* Exercise: When you repeat the entries below, please keep them exact and leave out the pictures.

(Point localization data)

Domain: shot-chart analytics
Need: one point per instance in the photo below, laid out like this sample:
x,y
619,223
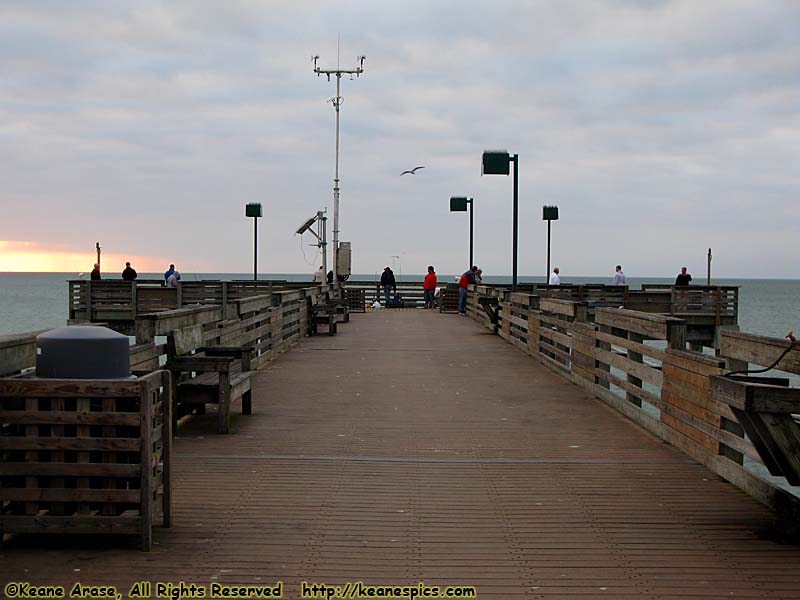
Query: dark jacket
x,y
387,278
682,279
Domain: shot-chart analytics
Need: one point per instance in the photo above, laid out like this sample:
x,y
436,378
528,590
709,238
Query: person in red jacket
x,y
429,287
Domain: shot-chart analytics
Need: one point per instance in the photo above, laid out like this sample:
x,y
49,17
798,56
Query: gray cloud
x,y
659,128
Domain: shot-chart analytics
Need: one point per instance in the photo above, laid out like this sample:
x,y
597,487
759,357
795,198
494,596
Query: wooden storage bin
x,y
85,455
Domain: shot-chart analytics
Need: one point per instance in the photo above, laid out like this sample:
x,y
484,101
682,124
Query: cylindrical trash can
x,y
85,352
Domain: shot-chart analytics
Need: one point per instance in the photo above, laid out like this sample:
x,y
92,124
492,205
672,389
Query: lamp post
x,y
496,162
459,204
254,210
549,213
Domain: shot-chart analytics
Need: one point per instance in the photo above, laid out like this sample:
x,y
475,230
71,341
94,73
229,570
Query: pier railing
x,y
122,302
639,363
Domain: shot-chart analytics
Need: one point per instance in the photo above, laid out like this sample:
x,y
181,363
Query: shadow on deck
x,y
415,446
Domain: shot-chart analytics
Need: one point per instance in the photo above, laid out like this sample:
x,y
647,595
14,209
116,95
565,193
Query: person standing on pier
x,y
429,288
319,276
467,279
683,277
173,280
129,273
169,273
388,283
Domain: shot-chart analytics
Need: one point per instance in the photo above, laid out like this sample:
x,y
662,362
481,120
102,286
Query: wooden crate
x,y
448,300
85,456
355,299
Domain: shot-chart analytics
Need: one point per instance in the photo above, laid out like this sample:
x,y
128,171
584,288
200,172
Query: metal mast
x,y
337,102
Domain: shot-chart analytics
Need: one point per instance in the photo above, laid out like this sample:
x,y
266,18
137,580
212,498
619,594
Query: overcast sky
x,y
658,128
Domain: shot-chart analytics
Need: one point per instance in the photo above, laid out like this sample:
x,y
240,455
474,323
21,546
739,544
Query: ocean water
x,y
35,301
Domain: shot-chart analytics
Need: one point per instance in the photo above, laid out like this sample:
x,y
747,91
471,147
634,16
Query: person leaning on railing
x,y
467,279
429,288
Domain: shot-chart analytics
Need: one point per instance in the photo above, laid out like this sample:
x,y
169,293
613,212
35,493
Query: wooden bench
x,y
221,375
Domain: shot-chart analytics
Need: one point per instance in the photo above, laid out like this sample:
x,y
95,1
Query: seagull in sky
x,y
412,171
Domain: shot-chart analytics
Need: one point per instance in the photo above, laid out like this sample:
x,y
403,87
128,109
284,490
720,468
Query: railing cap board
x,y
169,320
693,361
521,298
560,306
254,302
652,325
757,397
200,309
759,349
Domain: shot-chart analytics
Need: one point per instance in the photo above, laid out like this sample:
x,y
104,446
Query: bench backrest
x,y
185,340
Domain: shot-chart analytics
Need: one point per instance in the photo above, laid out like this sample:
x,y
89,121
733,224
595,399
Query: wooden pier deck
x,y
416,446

* Written reply:
Domain: shot-chart analytics
Need: one point per instance in the photo below, laid out like this sample:
x,y
619,223
Query: dark jacket
x,y
387,278
682,279
Domain: shot-chart analytics
Need: one point per instance in the photo above, laid out like this sample:
x,y
436,378
528,590
709,238
Query: person in red jacket
x,y
429,287
Domain: shot-chart analytics
Need: one point per instance in the photo above, laid out like this sample:
x,y
49,17
798,56
Query: gray cloud
x,y
659,128
Domain: shot-chart analytics
Need: one point per instance in the photo above, laid out like this sample:
x,y
597,487
759,357
795,198
494,596
Query: wooden storage bin
x,y
85,455
Domain: shot-chart analytics
Need: one point per instance in the photo above, laid out like this sample:
x,y
484,101
682,124
Query: cylindrical trash can
x,y
85,352
Domain: shot-chart analytics
Need: one point per instance in the photo above, laid out like this sample:
x,y
92,124
492,205
672,389
Query: lamp post
x,y
496,162
459,204
254,210
549,213
Domain: shot-chart analytics
Need: one point per instance in the photo above, laid out like this sample:
x,y
475,230
71,341
94,73
229,570
Query: pier railing
x,y
122,302
639,363
Domain: shot-chart analytics
Need: one point per instance in the photo above, laid out like this sample:
x,y
181,363
Query: shadow on deck
x,y
415,446
Domain: shot-chart analytics
Need: one point per instance in the photo above, laid out like this sample:
x,y
647,595
14,209
116,95
565,193
Query: person standing on pier
x,y
429,288
319,276
467,279
683,277
173,280
129,273
169,273
388,283
Domain: shot-chart analytics
Need: one point per instance in the photo above, laid out like this sample:
x,y
662,362
481,120
102,286
Query: wooden crate
x,y
448,300
85,456
355,299
Domain: shot-chart analytics
Need: one point per instance in the photo above, laid out like this sample:
x,y
128,171
584,288
200,172
Query: metal mast
x,y
337,102
Domain: shot-chart analytics
Need: one point per instance in the photo above, laid out like this sample:
x,y
266,18
137,580
212,498
619,594
Query: overcast sky
x,y
658,128
Domain: shot-chart analytics
Need: one point per instance in the photo above, laid out like this sample:
x,y
240,455
474,323
21,546
739,544
Query: ocean water
x,y
35,301
Domain: shot-chart analytics
Need: one point per instance in the photo above, laid out like this sample:
x,y
747,91
471,147
634,16
Query: person leaning on railing
x,y
467,279
429,288
Domain: shot-chart analytics
Need: one point per instance in the photo above, laid out like this sample:
x,y
169,293
613,212
35,493
Query: wooden bench
x,y
221,375
Domain: shot-chart analytics
Need: one point per instance in the photo above, laid out like this sample:
x,y
95,1
Query: seagull in sky
x,y
412,171
Domain: shot-chart analytics
Need: one point per instance in the photo above, laid out like this sample:
x,y
403,87
128,109
284,490
720,468
Query: railing cap board
x,y
169,320
693,361
521,298
560,306
254,302
652,325
757,397
200,309
759,349
Domain: shot-chart analytics
Need: one point per instance in the photo above, laid out like this sample:
x,y
104,446
Query: bench backrest
x,y
185,340
Domain: shot-chart analytics
Need: one point per instance in the photo above, laid out like this sample:
x,y
89,121
733,224
595,399
Query: wooden pier deck
x,y
416,446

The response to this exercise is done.